Copy the rows from the line with "Accessibility service: describe the location of seated man" through the line with "417,488 -> 438,535", replacing "seated" with "sitting" everywhere it appears and leaving all else unchanged.

* START Data for this task *

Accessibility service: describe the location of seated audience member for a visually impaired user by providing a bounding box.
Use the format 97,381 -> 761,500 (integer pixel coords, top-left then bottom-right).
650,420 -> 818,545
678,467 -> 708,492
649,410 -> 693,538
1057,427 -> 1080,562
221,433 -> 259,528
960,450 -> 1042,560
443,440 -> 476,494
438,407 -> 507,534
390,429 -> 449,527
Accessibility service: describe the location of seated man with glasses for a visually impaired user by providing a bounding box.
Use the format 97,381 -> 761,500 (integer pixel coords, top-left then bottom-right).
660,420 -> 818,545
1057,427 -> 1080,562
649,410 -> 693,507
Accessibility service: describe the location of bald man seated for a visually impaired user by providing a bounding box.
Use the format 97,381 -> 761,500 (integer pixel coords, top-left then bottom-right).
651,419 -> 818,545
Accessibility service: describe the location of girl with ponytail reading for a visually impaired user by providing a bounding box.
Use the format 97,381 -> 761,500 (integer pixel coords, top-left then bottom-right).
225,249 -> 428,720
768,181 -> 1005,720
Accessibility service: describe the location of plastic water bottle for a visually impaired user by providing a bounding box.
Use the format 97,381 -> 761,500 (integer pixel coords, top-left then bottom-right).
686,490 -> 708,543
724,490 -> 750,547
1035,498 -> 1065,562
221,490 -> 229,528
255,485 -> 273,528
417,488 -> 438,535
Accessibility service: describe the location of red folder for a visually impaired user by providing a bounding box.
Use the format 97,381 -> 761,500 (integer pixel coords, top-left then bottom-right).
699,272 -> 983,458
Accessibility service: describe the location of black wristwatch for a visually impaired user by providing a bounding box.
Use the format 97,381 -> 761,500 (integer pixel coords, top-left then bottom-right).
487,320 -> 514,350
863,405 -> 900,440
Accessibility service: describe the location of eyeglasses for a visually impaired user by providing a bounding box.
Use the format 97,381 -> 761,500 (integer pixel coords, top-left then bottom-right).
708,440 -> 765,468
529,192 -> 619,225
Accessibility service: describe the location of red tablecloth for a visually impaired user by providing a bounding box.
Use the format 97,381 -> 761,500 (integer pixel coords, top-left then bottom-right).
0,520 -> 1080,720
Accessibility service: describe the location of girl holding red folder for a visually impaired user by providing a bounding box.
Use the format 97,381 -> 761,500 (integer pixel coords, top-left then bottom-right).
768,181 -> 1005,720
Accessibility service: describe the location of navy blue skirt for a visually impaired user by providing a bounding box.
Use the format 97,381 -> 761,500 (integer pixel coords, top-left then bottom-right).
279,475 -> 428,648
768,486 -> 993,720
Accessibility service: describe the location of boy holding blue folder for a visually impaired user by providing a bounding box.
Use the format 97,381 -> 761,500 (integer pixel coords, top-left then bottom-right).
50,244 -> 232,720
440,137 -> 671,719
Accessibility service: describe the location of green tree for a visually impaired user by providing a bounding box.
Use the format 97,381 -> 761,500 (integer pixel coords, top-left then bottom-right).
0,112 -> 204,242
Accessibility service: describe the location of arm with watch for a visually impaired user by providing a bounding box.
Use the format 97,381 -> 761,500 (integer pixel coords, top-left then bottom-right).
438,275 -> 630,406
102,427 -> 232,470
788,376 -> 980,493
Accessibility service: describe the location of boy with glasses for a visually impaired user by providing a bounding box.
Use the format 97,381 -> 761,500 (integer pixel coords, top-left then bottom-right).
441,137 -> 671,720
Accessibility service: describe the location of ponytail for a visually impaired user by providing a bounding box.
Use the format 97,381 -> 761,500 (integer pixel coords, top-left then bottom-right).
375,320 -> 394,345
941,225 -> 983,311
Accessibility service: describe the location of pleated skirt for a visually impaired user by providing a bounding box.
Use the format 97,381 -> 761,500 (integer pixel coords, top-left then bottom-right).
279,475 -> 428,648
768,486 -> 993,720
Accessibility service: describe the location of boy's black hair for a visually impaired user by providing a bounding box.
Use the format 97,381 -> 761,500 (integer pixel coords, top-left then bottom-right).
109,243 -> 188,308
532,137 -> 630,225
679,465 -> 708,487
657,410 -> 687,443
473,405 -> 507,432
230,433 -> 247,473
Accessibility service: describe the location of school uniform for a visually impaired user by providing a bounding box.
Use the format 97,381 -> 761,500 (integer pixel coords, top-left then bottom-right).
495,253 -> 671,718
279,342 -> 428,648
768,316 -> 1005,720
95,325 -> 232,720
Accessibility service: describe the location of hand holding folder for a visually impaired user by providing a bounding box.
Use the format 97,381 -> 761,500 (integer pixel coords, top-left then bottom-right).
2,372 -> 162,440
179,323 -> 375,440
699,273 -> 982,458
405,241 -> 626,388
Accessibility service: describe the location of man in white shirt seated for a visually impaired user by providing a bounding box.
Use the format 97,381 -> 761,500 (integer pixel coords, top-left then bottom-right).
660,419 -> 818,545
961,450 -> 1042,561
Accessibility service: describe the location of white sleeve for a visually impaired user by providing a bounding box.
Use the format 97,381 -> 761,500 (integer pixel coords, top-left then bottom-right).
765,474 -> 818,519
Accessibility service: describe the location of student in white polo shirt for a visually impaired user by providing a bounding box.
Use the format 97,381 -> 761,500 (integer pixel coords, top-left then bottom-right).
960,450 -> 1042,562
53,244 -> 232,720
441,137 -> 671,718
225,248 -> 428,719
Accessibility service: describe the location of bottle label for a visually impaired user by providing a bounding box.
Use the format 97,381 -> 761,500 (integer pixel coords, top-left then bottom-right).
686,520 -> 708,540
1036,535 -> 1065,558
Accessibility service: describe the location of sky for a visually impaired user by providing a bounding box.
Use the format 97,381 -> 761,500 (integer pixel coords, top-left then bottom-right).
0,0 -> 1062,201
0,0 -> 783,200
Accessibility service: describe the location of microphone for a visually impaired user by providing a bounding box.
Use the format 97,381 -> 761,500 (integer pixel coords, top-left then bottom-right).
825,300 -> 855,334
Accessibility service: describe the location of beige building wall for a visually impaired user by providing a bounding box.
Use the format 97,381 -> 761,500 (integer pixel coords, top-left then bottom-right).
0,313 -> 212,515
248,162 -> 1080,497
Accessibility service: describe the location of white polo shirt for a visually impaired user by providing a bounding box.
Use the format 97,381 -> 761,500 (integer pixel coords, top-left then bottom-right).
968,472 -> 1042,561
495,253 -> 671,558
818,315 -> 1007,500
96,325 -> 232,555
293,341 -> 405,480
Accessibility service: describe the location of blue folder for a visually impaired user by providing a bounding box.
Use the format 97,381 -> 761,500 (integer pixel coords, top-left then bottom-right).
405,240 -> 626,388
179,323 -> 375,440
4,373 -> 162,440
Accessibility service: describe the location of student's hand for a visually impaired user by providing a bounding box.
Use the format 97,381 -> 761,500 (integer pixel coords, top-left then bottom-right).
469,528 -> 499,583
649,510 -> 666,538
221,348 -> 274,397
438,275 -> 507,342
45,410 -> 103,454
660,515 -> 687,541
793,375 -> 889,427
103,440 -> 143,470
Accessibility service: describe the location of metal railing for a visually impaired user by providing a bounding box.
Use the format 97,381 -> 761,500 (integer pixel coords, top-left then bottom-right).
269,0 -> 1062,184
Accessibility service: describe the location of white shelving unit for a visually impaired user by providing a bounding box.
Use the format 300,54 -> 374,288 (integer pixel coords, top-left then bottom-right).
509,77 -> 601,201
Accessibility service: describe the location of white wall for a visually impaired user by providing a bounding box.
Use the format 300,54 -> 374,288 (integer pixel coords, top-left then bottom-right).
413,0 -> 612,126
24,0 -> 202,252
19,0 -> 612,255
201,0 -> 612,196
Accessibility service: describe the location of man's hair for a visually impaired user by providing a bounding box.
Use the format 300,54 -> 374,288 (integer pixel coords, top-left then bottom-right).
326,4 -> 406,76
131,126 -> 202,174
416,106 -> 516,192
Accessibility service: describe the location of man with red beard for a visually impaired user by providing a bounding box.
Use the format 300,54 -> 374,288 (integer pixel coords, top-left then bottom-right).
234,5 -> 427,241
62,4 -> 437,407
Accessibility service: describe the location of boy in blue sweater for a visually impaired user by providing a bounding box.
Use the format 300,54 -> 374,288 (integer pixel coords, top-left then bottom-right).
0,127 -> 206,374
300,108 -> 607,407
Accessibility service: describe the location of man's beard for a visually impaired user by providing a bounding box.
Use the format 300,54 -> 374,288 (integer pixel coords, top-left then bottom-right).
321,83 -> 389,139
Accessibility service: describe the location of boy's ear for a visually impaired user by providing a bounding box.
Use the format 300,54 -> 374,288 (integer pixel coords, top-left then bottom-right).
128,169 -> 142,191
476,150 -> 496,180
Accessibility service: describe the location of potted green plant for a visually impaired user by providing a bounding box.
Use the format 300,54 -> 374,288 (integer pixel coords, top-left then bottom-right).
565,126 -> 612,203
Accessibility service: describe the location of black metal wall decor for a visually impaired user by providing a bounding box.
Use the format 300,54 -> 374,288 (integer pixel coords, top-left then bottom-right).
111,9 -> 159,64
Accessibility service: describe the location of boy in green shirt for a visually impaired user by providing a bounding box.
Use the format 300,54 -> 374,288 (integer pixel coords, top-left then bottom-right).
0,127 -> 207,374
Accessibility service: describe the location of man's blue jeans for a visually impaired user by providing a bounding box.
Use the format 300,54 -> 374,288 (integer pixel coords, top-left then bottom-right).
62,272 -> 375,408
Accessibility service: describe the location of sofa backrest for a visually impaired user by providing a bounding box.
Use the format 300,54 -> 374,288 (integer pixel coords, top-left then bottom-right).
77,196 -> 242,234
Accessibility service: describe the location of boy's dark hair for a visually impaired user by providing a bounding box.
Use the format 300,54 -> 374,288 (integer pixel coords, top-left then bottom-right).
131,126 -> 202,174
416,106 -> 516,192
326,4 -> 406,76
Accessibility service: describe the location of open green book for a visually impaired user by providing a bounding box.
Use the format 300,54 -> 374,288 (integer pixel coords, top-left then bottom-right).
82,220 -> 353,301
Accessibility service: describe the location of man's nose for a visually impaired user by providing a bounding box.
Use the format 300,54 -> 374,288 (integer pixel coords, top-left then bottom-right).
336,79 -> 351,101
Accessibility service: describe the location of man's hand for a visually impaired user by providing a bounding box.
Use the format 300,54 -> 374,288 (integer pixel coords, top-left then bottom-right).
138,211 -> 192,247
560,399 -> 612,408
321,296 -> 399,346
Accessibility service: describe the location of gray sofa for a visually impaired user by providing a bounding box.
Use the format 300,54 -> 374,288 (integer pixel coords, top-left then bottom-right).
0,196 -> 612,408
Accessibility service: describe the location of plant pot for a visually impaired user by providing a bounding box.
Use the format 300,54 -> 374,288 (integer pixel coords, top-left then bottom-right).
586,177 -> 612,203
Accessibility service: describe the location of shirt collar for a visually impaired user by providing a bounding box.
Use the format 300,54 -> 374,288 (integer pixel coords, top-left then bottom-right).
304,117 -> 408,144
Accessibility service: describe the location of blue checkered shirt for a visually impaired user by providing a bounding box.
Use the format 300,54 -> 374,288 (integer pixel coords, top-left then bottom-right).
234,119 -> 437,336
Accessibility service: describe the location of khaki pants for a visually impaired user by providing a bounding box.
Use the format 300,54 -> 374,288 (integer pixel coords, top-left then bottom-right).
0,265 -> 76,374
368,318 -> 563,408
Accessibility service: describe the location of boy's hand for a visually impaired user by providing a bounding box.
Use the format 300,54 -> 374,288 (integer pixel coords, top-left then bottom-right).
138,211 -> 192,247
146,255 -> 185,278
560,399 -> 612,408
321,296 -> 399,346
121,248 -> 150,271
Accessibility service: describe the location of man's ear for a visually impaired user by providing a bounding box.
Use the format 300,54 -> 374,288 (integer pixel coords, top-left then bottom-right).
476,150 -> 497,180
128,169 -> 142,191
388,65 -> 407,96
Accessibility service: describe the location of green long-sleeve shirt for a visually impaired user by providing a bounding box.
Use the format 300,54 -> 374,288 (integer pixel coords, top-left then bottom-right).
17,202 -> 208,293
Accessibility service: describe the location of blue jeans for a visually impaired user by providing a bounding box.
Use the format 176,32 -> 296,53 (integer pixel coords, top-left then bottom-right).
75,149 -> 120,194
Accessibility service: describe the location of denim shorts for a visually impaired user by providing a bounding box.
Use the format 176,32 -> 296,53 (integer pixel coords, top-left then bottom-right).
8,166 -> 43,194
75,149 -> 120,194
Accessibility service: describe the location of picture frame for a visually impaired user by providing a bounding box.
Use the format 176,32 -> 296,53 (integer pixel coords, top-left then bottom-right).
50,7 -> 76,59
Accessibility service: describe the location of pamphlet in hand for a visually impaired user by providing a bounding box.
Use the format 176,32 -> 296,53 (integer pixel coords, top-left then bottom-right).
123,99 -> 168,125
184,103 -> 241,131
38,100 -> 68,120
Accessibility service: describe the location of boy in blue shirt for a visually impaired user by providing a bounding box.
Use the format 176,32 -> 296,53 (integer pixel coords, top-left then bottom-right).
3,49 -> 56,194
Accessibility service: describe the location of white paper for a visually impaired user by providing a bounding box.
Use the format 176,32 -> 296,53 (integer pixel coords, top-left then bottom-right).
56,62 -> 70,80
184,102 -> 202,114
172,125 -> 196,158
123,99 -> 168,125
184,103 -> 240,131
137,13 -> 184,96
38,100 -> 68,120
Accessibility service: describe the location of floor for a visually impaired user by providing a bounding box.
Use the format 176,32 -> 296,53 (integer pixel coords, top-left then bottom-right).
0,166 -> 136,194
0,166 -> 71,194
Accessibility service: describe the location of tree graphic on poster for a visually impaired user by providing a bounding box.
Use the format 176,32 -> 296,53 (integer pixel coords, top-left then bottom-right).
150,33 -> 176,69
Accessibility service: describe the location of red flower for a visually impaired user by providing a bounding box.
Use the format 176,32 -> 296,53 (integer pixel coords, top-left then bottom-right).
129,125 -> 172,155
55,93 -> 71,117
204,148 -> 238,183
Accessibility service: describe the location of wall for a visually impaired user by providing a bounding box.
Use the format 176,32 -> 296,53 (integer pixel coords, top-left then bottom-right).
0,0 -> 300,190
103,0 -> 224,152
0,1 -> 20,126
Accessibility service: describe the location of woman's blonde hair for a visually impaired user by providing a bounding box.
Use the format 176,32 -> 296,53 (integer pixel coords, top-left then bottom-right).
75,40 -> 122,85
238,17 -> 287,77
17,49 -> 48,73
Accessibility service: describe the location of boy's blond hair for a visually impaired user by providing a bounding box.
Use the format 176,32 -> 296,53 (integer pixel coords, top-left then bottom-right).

* END Data for this task *

* **Solution for this problem**
Accessibility service: describe the location of sitting man with glasses for a visually impaired user by providing a bounding box.
Use the format 97,381 -> 761,500 (integer pixel coords, top-left then bottom-right).
660,420 -> 818,545
1057,427 -> 1080,562
649,410 -> 693,507
Accessibility service: describe the location of bald man sitting for a visually impaired user by providing a bounding box.
Use the format 97,381 -> 761,500 (integer pixel coords, top-left then bottom-right).
651,419 -> 818,545
Accessibility service: describe the location of girl with ponytail reading for a visually impaired user by providing a bounding box.
Use the format 97,381 -> 761,500 (integer pixel coords, top-left then bottom-right).
225,249 -> 428,720
768,181 -> 1005,720
Accessibility service: describe the location of plastic water bottle for a visually impaired user by providing a bounding box.
Use the format 97,381 -> 761,500 (integer pixel coords, top-left then bottom-right).
686,490 -> 708,543
724,490 -> 750,547
1035,498 -> 1065,562
221,490 -> 229,528
255,485 -> 273,528
417,488 -> 438,535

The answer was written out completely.